— Request —
Find each line of the items below that contains the word "white" and copy those lines.

** Begin Materials provided **

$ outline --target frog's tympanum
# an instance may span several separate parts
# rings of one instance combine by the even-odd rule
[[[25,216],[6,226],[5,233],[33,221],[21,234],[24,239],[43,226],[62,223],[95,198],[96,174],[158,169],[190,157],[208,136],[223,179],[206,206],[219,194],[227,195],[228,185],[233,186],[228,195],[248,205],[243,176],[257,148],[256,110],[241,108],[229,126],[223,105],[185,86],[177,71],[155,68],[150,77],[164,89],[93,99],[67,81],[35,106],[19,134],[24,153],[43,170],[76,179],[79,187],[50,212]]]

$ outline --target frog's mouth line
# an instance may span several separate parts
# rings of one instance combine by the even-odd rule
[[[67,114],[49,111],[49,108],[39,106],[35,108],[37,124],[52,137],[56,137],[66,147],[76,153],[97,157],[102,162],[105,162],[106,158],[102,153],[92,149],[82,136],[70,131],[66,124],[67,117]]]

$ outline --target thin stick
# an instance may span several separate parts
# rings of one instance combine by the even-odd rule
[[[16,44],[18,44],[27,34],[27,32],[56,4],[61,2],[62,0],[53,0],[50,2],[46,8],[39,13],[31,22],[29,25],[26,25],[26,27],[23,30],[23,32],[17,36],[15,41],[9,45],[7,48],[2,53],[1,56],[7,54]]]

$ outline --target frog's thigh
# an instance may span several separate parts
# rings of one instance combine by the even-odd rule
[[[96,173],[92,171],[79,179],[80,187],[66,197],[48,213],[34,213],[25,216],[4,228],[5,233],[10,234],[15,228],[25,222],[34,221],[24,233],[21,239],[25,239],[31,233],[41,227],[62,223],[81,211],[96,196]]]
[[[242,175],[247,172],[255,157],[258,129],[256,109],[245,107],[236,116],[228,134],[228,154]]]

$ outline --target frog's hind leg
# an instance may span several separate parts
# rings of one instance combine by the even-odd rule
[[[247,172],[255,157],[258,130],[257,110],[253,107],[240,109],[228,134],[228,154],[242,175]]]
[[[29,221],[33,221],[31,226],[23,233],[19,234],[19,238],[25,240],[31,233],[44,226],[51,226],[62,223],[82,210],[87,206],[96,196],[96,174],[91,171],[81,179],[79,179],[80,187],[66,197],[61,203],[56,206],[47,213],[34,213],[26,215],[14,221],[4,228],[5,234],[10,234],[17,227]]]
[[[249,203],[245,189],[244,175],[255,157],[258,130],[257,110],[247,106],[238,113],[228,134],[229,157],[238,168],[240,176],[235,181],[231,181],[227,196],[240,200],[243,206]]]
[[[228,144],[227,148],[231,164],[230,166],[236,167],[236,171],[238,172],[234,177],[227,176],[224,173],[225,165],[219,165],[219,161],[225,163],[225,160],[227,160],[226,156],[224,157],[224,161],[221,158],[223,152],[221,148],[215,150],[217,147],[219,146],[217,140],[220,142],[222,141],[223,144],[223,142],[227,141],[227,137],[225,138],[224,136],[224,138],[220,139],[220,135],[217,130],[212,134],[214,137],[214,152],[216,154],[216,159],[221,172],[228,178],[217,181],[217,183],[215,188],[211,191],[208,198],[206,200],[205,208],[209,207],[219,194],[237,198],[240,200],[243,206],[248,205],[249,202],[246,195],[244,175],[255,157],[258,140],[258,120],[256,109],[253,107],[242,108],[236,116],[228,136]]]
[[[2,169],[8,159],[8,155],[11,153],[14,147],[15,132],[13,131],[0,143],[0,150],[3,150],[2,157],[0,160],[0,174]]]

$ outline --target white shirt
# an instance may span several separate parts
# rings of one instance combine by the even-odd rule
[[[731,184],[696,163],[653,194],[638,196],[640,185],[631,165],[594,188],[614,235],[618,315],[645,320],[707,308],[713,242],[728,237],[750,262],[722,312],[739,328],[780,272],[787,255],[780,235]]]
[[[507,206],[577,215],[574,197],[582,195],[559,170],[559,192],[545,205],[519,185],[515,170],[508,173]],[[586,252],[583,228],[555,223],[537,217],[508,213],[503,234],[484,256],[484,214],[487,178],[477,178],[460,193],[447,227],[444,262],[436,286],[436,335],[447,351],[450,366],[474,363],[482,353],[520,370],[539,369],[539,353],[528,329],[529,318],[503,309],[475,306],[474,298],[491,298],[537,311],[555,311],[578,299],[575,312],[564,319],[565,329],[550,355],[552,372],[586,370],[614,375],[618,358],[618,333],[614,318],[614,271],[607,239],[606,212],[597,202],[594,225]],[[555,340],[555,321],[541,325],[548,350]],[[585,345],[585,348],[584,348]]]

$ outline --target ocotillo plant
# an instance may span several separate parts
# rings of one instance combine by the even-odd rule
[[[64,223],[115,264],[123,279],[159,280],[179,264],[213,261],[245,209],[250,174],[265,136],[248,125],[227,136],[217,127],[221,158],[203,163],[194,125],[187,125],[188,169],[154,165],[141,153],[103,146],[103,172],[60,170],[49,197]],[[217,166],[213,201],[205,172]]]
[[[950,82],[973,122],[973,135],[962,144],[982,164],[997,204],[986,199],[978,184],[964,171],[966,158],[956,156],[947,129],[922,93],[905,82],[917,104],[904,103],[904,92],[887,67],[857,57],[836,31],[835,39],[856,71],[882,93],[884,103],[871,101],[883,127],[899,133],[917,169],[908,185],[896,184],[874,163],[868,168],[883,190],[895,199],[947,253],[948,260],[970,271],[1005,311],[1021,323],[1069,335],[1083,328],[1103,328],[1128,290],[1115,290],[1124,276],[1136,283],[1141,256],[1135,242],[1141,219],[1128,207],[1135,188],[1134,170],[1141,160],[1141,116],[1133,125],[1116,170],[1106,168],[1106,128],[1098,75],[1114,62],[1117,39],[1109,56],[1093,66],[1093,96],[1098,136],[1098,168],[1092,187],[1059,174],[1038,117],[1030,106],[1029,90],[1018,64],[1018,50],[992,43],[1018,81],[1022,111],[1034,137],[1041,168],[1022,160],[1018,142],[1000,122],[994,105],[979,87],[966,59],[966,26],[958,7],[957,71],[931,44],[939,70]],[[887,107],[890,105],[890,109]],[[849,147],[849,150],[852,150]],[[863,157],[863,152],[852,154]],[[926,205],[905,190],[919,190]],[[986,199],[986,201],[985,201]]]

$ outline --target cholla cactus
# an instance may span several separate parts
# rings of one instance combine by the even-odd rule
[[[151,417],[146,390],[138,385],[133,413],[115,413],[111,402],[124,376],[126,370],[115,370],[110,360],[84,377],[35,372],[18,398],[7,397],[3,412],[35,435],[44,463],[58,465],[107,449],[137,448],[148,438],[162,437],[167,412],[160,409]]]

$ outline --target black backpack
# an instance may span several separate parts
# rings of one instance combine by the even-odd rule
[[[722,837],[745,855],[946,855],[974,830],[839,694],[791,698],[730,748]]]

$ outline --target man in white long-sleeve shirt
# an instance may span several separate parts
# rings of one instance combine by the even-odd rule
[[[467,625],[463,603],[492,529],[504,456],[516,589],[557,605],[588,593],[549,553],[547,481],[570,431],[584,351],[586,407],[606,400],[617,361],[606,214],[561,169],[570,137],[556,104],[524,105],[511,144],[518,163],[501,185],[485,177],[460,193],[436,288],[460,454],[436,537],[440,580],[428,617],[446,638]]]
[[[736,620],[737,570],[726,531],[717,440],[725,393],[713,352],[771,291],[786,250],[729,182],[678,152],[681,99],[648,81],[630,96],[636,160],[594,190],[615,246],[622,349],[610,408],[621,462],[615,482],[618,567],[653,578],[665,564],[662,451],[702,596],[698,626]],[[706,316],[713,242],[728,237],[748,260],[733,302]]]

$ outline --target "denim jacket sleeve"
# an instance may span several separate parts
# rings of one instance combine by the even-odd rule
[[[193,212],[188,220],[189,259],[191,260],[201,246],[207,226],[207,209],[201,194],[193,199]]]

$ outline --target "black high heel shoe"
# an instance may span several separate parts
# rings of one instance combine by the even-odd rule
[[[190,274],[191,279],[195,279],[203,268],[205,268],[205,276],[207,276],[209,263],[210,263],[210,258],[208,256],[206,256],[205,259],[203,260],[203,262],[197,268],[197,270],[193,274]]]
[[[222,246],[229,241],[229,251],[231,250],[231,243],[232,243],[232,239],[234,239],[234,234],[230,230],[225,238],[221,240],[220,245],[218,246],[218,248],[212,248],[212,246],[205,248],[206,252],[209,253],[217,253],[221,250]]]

** End Materials provided **

— Exercise response —
$ outline --target white shirt
$ outline --target man in white long-sleeve shirt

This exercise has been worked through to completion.